TASKS TO PERFORM
1) Reproduce the stretch of the franchise due diligence text from "Franchise Due Diligence: The" through "it works out.".
2) In the franchise due diligence text, which two professionals does the buyer who takes another step visit?

Franchise Due Diligence: The Franchise Buyer’s Best Friend
Franchise due diligence is not something that an inexperienced franchise buyer can adequately conduct on their own. While many prospective franchisees would argue that point, it’s a fact of life. Here’s why.
Buyers don’t necessarily or intentionally reject due diligence because they’re stubborn or think they know better. They simply don’t know what or how to analyze a franchise opportunity. Why would they if it’s a new endeavor?
Franchise Due Diligence Is Viewed Differently By Different Buyers
Every franchise buyer will say that they conducted due diligence, and that’s true to some extent. But what does that really mean? For some, it means trusting the salesman, the ‘free’ franchise consultant, or the president of the company. And interestingly enough, in some cases, it works out.
For others, it means actually reading the many pages of a franchise disclosure document and the franchise agreement. While in the majority of cases they will not understand all that they’re reading, it’s a major step forward. And yes again, for many of them, things can work out. Take another step and the buyer will visit with an attorney and an accountant. This is would be a sophisticated buyer, but the effort doesn’t represent full investigation of the franchise and the buyer’s place within it.

STORED DATA
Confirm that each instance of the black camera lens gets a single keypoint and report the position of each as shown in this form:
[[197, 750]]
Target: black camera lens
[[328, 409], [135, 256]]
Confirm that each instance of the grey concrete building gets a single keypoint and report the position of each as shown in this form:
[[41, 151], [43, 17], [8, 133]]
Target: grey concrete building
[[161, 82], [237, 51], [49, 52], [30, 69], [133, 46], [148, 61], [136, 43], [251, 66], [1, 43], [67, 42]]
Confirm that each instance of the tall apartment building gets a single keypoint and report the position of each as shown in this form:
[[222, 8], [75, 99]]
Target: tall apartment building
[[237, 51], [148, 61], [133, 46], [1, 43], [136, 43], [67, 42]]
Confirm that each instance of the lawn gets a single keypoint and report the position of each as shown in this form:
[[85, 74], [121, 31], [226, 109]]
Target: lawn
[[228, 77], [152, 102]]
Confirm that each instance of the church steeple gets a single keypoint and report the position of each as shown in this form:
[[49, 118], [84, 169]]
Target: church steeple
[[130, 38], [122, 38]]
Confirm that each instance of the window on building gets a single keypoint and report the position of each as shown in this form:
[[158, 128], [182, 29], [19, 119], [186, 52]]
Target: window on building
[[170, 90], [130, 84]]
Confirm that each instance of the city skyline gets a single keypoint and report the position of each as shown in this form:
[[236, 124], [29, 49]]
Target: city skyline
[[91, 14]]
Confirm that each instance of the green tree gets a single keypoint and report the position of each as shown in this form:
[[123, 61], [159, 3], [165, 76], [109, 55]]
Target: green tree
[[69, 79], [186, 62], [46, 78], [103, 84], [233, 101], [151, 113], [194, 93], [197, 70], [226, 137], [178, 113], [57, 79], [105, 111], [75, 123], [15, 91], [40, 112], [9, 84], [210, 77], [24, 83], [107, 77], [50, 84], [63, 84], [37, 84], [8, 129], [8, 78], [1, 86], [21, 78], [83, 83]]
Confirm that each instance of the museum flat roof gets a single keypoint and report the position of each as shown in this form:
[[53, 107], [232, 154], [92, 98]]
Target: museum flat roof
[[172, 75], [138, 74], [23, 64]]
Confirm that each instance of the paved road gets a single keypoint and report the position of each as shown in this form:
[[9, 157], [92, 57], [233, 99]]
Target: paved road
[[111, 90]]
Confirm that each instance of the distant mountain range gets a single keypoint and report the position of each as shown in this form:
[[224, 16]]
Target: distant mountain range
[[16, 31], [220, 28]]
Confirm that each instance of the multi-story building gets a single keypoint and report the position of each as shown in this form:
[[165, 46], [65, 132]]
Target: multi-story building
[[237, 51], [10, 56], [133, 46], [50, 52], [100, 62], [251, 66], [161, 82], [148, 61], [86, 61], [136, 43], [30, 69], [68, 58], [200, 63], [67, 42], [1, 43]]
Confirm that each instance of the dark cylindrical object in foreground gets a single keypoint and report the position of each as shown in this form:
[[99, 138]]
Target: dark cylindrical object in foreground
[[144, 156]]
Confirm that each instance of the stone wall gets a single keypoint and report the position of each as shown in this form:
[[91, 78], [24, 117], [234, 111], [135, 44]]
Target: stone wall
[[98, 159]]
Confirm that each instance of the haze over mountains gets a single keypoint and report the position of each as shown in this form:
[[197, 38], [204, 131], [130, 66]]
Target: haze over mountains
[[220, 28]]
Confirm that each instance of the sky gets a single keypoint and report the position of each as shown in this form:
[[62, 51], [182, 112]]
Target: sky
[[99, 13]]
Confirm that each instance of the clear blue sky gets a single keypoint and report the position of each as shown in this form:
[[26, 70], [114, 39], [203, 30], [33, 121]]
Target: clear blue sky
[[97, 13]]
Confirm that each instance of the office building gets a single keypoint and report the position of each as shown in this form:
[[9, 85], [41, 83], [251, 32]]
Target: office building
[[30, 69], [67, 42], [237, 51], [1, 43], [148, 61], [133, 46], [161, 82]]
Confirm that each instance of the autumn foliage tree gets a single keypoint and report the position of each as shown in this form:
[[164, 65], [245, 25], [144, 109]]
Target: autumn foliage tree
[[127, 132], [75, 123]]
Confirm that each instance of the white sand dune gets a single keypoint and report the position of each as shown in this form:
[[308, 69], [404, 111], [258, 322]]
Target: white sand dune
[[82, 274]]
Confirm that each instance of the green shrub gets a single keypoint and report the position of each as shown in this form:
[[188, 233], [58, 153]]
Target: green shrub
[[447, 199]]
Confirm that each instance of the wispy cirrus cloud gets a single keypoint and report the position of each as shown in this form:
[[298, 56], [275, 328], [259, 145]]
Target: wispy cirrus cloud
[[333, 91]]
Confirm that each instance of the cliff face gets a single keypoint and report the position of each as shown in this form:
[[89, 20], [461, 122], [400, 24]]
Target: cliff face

RESPONSES
1)
Franchise Due Diligence: The Franchise Buyer’s Best Friend
Franchise due diligence is not something that an inexperienced franchise buyer can adequately conduct on their own. While many prospective franchisees would argue that point, it’s a fact of life. Here’s why.
Buyers don’t necessarily or intentionally reject due diligence because they’re stubborn or think they know better. They simply don’t know what or how to analyze a franchise opportunity. Why would they if it’s a new endeavor?
Franchise Due Diligence Is Viewed Differently By Different Buyers
Every franchise buyer will say that they conducted due diligence, and that’s true to some extent. But what does that really mean? For some, it means trusting the salesman, the ‘free’ franchise consultant, or the president of the company. And interestingly enough, in some cases, it works out.

2) An attorney and an accountant.